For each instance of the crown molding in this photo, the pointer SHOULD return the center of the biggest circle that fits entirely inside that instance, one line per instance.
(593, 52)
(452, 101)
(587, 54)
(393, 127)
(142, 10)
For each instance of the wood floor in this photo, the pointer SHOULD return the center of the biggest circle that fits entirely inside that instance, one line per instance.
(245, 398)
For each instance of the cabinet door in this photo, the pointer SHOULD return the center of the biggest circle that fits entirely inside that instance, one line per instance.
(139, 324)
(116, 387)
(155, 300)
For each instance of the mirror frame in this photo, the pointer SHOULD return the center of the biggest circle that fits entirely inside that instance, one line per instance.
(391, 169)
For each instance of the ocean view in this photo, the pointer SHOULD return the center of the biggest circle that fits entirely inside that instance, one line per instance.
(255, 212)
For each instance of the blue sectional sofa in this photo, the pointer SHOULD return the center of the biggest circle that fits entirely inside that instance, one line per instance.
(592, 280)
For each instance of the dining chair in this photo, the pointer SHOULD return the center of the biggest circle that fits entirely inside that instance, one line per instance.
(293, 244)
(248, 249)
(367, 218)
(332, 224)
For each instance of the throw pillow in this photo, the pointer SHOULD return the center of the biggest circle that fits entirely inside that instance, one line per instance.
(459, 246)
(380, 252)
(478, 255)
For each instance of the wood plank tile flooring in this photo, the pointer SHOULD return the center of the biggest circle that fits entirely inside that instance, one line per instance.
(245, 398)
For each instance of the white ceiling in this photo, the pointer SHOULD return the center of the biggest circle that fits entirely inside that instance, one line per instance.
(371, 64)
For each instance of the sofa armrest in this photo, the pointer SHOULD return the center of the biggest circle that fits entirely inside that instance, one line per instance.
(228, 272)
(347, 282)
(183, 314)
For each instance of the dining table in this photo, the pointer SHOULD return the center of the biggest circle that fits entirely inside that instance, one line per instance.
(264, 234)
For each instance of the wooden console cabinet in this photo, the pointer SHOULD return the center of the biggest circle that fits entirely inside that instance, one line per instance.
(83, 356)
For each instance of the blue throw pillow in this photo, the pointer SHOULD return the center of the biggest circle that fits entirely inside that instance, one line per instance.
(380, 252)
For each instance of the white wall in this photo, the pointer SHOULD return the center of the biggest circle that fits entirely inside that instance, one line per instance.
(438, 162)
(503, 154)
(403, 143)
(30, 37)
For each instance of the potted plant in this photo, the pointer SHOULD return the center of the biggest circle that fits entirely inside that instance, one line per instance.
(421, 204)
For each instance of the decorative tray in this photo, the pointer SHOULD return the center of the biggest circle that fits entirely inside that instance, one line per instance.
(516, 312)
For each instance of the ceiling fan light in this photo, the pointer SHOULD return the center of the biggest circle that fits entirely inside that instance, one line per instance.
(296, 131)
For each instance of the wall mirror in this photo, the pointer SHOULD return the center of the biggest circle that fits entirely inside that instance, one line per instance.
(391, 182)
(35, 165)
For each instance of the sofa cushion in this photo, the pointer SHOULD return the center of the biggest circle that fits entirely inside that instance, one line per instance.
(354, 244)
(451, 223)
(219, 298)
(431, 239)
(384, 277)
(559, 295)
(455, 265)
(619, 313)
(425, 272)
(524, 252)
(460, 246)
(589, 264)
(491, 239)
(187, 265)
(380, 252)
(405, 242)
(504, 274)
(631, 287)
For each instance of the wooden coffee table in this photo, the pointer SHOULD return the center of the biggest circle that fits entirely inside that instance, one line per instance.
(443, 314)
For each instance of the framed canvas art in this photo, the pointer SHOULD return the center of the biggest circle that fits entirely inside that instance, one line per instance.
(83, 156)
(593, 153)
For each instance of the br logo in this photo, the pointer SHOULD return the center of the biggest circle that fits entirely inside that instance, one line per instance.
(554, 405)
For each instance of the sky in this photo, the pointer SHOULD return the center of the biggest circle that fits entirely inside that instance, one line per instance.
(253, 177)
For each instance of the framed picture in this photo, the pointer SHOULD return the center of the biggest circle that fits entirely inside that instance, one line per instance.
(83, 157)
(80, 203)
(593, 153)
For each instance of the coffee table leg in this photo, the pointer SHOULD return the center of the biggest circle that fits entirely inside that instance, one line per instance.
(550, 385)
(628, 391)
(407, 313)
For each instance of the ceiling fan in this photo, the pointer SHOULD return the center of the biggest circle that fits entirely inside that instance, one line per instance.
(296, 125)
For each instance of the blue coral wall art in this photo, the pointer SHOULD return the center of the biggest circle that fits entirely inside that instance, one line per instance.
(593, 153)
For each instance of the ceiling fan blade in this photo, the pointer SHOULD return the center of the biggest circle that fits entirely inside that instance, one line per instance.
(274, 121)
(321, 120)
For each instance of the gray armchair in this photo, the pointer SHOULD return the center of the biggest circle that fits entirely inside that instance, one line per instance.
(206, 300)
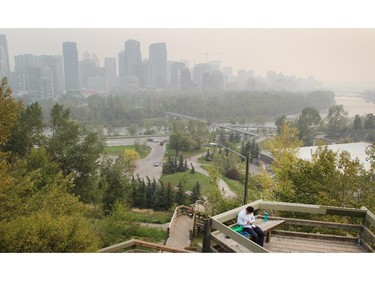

________________

ASSIGNED TASK:
Pictures are to be left out; please print the rest of the records above word for word.

RESPONSE BOX:
For each instance of the crown molding in this photo, the pointer SHOULD return the center of the biggest circle that fits entirely inside that instance, one line per instance.
(593, 52)
(452, 101)
(587, 54)
(393, 127)
(142, 10)
For each instance of the wood floor in this photo, the pointer SHOULD return the center of the biggest circle that fits entirely inside that instance, one line per instance.
(245, 398)
For each instance of the cabinet door in this photo, the pointer SHOULD return the center of the biggest circle that fits entirely inside that instance, one line per instance.
(139, 324)
(116, 387)
(155, 300)
For each instance of the mirror frame in this photo, the pointer SHOULD return the center of the biggest circle that fits entirely inside that instance, one line per instance.
(391, 169)
For each instance of the ocean view in this photo, the pointer SHOULD return the center of the biggest circle that fits entirely inside that instance, one line per instance.
(255, 212)
For each instance of the blue sectional sofa in this photo, the pointer SHOULD return the center of the biggest circle that fits entirely inside that instance, one line per instance.
(592, 280)
For each instance of the dining chair in this photo, the pointer SHOULD return the center of the biggest circle that fits entirely inside that instance, one line per instance.
(293, 244)
(248, 249)
(367, 218)
(332, 224)
For each instance of the throw pillow in this photo, the pointer SHOULD return the center of the biggest circle that fits entirely inside that instance, one line per instance.
(459, 246)
(380, 252)
(478, 255)
For each instance of the wood plank tile flooring in this photo, the pointer SHOULD return the center of the biggest circle that fits entirely inside that instance, one line per instance.
(245, 398)
For each instance of the white ceiling in this photo, the pointer SHOULD return the center of the biggest circle that fits entirely inside that instance, one line per instance.
(371, 64)
For each instance of the sofa armrest in this photo, the pointer SHOULD return the center of the biggest circle that fits entirely inside that instance, one line per instance.
(228, 272)
(347, 282)
(183, 314)
For each instance of the dining table in this photo, the pointer SHOULD return the center of the biggest circle that fits entirely inside that instance, one line per instance.
(264, 234)
For each instance of the wooden console cabinet in this photo, the pointer SHOULD return the center of the biggest circle that fits entirely inside that instance, one line per instance.
(83, 356)
For each instance of the blue throw pillow in this photo, the pointer SHOULD return the center of the biggest circle that fits entirely inside that instance, one line per instance.
(380, 252)
For each instance of the white wall in this photo, the pointer SHOULD return the center of the biggest circle that fits entirely inside that instance, one line per instance.
(438, 162)
(503, 154)
(403, 143)
(30, 37)
For each instance of the potted plant in this photo, the pointer SHOULD return the center of the biggest circle that fits entirely inside that instance, one line per instance.
(421, 204)
For each instance of the decorative tray in this photo, the pointer SHOULD return the center of the biggest circle that fits entirely inside that instance, one line per instance.
(516, 312)
For each instance of the ceiling fan light in this photo, the pointer SHOULD return the center of the biggest circle that fits entirely inside that instance, one line per instance.
(296, 131)
For each instance of the wall mirror in this photo, the pointer SHOULD return the center of the biggest circle that fits entirely inside that instance, one line per instance.
(391, 182)
(35, 165)
For each instance of the sofa cushion in this photo, the pointer SHOULD return the center of the biggest circle that fits entirely inside that instance, one line per instance.
(354, 244)
(451, 223)
(219, 298)
(431, 239)
(384, 277)
(559, 295)
(455, 265)
(619, 313)
(425, 272)
(524, 252)
(460, 246)
(589, 264)
(491, 239)
(187, 265)
(380, 252)
(405, 242)
(504, 274)
(631, 287)
For each instance of the wooden coffee table in this photo, the pointer SHOULD return the center of the biggest circle that fits entirely inside that instance, one line per instance.
(443, 314)
For each instance of the framed canvas art in this photo, the pointer SHOULD return the center of the biggest circle that fits entirely inside that instance, one line per instance.
(83, 156)
(593, 153)
For each instance of the br logo in this photo, the pointer SHOULD return the center of the biggest circle that fits entirely inside that instance, one line per instance.
(554, 405)
For each instance of the sky in this photo, the pointer SHOULD return the center of the biggest circle that fits entirely inside that instance, one line per instance.
(253, 177)
For each instance of the framed picture in this photo, the pointer SHOULD return the center of the biggest circle that fits entirely inside that instance, one line per instance.
(83, 157)
(80, 203)
(593, 153)
For each instance of the coffee table leg in this photo, the pointer SHOULD return the center of the biggest circle that fits entirely inside that instance, one line per instance.
(550, 385)
(628, 391)
(407, 313)
For each instance of the ceiling fan in this photo, the pointer SHOULD return the center of the biggest circle that fits entirely inside that instance, one line per instance.
(296, 125)
For each instance of the blue coral wall art in this photo, the pointer SHOULD return the center of the biggest circle that fits entirely inside that instance, one line per instance.
(593, 153)
For each instance of the ceiling fan blade in this photo, the pointer SHOULD return the center of the biggest circle that fits entirely inside that instance, one line per instance.
(274, 121)
(321, 120)
For each instance of the gray armchair in this photo, the pointer SHOULD return the center of the biggest circle that fits entirely inside that instance, one line per instance.
(206, 300)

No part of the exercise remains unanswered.